> _WORK TO DO_
1: Which lines of the entries contain the string "feather"? Show each of them.
2: Could you carry the text on the forest assistant's dismissal petition forward, picking up after its last sentence?

> _EXTRACTED TEXT_
= = = = = = =

1. This is a petition under Article 226 of the Constitution by an Upper Division (Grade II) Assistant in the office of the Director of Forests, Orissa, who was dismissed from service by the Director of Forests by his order dated 21-7-1955.
2. The petitioner who is a resident of Berhampur was employed as an Upper Division (Grade II) assistant in the aforesaid office at Cuttack from 12-4-1950. On 15-5-1954 the then Director of Forests, Shri B.P. Basu drew up proceedings against him in his office Order No. 6436/2F-161/53 and framed the following charges;
'(1) Defalcation, of Government money amounting to Rs. 30/- by raising the total of the credit side of the Director of Forests' Cash Book for the month of May 1952.
(2) Misappropriation of Government money.
(a) amounting to Rs. 410/- by making interpolations in the vouchers and Cash Book;
(b) amounting to Re. 0-2-0 by getting the vouchers passed for excess amount.
(3) Wilful tampering and destruction of accounts, records, etc., such as vouchers which were in his custody, against all accounts procedure.
(4) Negligence of duty.'
The petitioner was called upon to show cause why disciplinary action may not be taken against him and he was further asked as to whether he wanted to be heard in person or to produce witnesses in his defence. Along with the charges, a lengthy report containing various particulars on which the charges were based, was also prepared and sent to the petitioner with a view to enable him to submit his explanation on all the points. He was also told that he may see all the connected records in the office of the Director of Forests, on any working day during office hours.

= = = = = = =

> _STORED RECORDS_

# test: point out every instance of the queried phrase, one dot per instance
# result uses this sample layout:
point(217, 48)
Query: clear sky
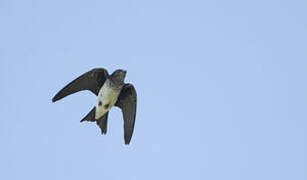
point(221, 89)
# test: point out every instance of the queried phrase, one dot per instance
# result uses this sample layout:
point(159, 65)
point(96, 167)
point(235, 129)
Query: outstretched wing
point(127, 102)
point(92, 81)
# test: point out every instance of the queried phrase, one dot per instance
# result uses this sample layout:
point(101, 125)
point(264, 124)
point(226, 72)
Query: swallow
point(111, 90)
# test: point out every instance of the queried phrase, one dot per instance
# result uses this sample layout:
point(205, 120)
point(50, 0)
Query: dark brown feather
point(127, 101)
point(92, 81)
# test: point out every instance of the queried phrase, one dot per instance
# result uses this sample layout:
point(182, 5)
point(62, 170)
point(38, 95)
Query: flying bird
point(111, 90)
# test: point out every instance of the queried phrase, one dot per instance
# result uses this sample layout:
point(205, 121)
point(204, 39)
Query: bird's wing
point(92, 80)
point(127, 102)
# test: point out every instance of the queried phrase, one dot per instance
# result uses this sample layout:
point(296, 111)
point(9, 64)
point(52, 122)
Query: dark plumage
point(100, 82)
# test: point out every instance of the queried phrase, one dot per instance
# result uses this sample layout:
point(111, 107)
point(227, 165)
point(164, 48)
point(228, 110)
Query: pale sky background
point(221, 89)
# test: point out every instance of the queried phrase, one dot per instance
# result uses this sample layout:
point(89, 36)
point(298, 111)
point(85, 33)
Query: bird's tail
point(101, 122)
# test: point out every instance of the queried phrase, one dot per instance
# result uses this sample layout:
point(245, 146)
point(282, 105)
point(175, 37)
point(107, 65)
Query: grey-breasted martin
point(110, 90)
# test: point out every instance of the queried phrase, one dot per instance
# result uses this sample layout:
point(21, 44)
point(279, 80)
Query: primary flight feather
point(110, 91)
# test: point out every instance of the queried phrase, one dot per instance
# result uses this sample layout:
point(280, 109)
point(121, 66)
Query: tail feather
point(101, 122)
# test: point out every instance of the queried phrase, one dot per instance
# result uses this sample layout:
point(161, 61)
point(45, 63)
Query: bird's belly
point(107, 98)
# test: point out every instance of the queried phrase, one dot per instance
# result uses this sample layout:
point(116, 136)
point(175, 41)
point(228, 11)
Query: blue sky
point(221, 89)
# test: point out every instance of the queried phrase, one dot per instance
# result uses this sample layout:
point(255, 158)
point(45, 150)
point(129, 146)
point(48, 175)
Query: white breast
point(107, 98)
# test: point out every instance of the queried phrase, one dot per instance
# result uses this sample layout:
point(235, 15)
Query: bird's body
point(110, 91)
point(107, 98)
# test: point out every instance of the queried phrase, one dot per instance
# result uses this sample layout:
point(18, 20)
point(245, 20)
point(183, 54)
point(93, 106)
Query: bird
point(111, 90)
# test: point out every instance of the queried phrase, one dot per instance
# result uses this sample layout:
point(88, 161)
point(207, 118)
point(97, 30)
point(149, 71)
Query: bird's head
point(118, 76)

= = = = = = =

> _EXERCISE ANSWERS_
1:
Query: dark brown feather
Query: primary flight feather
Query: tail feather

2:
The report runs into about twenty-one typewritten pages and contains full particulars about the various vouchers wherein suspicious alterations, etc., appeared to have been made in the hand-writing of the petitioner. In paragraph 4 of the report, a list of the vouchers which were not traceable in the office and which were in the petitioner's custody, was also given and the petitioner was alleged to be responsible for their loss.
In paragraph 5, several vouchers, received from the heads of offices and adjusted in the Final Accounts of March 1950 in the Office of the Director of Forests were specified, and it was further stated that the petitioner did not get them passed by the Director of Forests and submit the same to the Deputy Accountant-General, Orissa, but merely kept them in the old records of the Accounts Section.
3. The petitioner submitted a lengthy explanation on 19-6-1954, to the charges, in which, among other grounds he urged that the alterations and suspicious corrections in the several vouchers referred to in the charges were all made prior to their being put up before the then Director of Forests, Shri D.H. Khan, for his signature and that consequently there was no fraud in the whole transaction. On 21-4-1955, the Director informed the petitioner that an enquiry would be made on 2-5-1955 in his office at Cuttack and called upon him to appear before the Director in Connection with that enquiry and also to remain at head quarters until further orders.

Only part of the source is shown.